**Task description:**
Reproduce only the lines of the material that begin with the line containing "Where can the dense" and continue through the line containing "<point>358,392</point>", with both of those lines included.
** START Data listing **
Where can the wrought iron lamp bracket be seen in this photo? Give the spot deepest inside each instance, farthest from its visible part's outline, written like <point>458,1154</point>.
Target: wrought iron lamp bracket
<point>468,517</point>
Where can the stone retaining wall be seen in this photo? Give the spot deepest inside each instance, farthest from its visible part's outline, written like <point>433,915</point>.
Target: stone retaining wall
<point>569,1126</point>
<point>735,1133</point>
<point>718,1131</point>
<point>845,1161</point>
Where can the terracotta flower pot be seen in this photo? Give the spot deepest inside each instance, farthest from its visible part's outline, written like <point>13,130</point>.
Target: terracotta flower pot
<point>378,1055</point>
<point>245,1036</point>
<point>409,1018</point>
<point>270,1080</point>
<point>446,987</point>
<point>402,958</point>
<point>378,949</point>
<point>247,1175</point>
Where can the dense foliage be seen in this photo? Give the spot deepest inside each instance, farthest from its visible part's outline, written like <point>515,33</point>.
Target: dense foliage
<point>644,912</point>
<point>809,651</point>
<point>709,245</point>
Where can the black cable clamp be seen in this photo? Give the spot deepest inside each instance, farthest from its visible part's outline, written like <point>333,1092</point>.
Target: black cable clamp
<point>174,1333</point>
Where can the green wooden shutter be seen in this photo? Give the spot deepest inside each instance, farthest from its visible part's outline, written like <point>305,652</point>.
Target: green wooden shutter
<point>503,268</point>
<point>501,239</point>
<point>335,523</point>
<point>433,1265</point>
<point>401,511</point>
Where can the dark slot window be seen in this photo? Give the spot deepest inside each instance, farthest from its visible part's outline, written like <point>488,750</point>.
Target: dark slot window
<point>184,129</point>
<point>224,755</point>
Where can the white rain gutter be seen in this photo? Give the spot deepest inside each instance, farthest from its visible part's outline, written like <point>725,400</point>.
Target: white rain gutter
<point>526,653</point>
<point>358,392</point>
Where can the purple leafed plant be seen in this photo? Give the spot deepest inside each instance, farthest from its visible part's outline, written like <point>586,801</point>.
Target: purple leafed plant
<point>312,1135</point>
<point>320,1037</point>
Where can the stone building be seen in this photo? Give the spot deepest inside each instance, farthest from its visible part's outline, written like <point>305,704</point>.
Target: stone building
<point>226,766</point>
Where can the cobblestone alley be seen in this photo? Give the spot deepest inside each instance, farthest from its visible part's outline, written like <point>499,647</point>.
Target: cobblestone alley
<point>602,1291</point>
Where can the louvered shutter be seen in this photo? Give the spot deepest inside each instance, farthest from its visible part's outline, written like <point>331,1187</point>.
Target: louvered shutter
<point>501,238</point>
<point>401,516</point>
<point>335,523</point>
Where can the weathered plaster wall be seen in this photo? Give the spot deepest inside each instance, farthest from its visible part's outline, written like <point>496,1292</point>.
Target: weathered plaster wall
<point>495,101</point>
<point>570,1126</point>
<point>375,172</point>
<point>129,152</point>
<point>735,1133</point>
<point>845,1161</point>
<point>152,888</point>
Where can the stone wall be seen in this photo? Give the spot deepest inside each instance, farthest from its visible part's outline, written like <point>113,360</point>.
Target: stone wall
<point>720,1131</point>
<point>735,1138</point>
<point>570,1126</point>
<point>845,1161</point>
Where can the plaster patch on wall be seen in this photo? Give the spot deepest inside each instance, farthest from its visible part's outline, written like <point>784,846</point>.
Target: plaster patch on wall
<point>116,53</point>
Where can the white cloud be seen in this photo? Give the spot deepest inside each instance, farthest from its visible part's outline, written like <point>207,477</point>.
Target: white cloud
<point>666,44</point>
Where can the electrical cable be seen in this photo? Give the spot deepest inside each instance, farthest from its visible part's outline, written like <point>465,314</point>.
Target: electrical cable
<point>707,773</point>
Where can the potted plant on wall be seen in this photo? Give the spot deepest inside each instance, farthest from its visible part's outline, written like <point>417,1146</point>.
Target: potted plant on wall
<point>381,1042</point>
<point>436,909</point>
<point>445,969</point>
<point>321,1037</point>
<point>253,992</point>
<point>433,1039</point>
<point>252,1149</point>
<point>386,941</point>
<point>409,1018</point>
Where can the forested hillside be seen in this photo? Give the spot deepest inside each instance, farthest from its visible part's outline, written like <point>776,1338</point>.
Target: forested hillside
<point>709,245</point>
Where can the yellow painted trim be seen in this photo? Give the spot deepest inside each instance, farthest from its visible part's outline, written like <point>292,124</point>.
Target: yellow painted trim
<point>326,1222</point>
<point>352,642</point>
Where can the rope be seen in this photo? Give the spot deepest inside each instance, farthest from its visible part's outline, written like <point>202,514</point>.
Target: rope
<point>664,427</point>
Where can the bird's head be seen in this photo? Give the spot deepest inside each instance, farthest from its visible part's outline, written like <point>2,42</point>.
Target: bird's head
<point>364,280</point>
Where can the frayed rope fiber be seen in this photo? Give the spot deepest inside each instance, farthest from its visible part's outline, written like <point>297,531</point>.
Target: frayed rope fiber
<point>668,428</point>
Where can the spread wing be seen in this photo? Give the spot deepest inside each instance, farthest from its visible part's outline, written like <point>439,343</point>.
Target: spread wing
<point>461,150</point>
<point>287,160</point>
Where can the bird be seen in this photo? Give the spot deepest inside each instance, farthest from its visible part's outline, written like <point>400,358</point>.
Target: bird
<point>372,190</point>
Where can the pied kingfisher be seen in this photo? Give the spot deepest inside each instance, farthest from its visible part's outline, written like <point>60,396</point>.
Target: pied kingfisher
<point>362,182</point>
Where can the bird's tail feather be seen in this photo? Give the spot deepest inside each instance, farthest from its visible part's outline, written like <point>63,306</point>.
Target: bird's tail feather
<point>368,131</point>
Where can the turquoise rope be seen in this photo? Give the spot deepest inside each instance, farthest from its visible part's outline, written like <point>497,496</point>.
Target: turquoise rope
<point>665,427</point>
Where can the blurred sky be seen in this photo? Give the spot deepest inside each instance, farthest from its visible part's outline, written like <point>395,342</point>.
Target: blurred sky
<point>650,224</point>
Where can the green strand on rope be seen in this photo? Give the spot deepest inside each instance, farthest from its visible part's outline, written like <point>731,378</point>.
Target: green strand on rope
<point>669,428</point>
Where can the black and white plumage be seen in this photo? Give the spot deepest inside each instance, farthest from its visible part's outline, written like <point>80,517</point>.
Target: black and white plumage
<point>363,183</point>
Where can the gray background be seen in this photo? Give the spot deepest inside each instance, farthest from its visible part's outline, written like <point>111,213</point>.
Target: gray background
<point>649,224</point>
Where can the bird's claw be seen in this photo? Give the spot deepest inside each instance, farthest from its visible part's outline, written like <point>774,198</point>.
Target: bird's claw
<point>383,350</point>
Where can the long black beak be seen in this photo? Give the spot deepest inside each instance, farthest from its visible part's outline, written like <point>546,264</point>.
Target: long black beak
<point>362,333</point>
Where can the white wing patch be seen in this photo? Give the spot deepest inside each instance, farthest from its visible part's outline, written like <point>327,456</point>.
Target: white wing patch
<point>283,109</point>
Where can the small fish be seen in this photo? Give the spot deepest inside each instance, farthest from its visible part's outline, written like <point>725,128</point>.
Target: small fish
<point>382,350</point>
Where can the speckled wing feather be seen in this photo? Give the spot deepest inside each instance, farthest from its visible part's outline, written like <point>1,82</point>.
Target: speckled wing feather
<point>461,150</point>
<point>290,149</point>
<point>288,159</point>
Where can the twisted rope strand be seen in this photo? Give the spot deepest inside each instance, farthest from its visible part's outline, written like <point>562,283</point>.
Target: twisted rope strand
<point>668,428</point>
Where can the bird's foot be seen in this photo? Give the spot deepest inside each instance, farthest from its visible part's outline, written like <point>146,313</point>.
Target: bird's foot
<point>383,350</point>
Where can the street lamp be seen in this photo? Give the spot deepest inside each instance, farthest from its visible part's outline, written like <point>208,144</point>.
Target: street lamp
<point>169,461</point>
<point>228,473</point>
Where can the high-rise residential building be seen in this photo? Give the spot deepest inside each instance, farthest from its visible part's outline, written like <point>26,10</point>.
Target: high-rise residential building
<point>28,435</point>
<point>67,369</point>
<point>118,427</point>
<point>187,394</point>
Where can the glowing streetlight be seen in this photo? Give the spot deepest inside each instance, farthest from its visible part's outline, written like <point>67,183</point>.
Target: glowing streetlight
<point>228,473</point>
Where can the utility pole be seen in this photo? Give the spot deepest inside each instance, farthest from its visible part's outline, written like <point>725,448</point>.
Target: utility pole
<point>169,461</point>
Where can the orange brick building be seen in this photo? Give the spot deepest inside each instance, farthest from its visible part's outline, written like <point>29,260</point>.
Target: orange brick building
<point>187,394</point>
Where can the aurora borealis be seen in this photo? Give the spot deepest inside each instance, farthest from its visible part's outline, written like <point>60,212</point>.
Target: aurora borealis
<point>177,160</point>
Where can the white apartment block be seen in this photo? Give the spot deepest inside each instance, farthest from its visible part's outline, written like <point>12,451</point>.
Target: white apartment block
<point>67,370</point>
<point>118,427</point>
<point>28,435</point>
** END Data listing **
**Correct output:**
Where can the dense foliage be seen in this photo? Give the spot deepest inside each instance, farthest from its visible part's outline, written like <point>515,33</point>.
Target: dense foliage
<point>644,912</point>
<point>809,651</point>
<point>709,245</point>
Where can the black cable clamp be seen in this photo? Give the spot deepest inside each instance, farthest from its visible part's outline, written like <point>333,1092</point>.
Target: black cable clamp
<point>174,1333</point>
Where can the green wooden shutter be seen in this photo? Give the spot deepest inside each instance, farthest from its visible part's outline, written like <point>305,652</point>.
Target: green wooden shutter
<point>503,268</point>
<point>501,239</point>
<point>335,523</point>
<point>433,1265</point>
<point>401,511</point>
Where can the dark slot window be seen in this photo? Give the spot deepest inside each instance, farthest from its visible part's outline, written like <point>488,750</point>.
Target: dark slot window
<point>184,129</point>
<point>224,755</point>
Where can the white rain gutter be seen in this photo? Give the spot deepest inside each instance, farthest from its visible part's outline, written like <point>725,400</point>.
Target: white rain gutter
<point>526,653</point>
<point>358,392</point>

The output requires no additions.